Text excerpt section start

Gene regulatory sites, such as Transcription Factor Binding Sites (TFBS) and Promoters, are extremely important regions within both eukaryotic and prokaryotic genomes. Predicting whether or not a site acts as a regulatory element is an important, yet surprisingly difficult task. There has been a lot of focus in recent years towards building machine learning (ML) approaches for automatically detecting these genomic regions. In this hackathon, we hope to experiment with some of these tools.
Our goals during hackseq19 are to:
- a) Build an accurate classifier for a given gene regulation dataset.
- b) Build an interpretable classifier that outputs useful rules, describing each dataset.
We will experiment with many different classifiers, including decision trees, random forests, support vector machines, and neural networks. Accuracy is measured using F1 score, which we can visualize on our leaderboard (see below). Interpretability is measured by how clearly we can deduce rules from our dataset. An example rule:
IF Position[2] == "G" AND Position[3] == "C" THEN Class == "TFBS"

Text excerpt section end
Dataset records section start

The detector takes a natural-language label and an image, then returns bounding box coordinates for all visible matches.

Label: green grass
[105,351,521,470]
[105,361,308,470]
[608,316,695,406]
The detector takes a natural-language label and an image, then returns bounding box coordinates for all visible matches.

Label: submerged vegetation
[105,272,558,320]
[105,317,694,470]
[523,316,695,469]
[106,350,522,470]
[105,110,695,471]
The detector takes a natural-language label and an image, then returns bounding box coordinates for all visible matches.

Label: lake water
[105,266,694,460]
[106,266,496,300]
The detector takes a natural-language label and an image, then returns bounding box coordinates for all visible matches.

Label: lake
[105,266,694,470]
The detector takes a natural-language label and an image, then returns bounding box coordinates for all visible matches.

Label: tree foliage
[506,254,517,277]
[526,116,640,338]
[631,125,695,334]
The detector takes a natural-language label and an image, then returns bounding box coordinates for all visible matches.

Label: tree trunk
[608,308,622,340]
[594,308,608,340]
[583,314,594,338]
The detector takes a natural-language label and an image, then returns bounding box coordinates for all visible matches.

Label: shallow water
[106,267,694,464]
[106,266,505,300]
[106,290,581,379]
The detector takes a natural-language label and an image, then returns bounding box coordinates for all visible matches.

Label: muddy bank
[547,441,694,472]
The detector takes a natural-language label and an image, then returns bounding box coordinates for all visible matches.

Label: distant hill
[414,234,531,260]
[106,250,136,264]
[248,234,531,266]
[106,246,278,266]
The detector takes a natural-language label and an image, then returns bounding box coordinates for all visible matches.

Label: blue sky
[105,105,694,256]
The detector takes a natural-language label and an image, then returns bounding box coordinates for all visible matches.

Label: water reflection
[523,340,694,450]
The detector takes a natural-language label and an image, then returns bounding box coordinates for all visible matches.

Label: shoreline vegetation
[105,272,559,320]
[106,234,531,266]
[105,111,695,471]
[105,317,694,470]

Dataset records section end

Exercise 1: In the hackseq19 text, what measures classifier accuracy?
Exercise 2: Repeat the hackseq19 text from "Our goals during" to "describing each dataset.".
You won't need the items for this.

Problem solution 1: Accuracy is measured using F1 score.

Problem solution 2:
Our goals during hackseq19 are to:
- a) Build an accurate classifier for a given gene regulation dataset.
- b) Build an interpretable classifier that outputs useful rules, describing each dataset.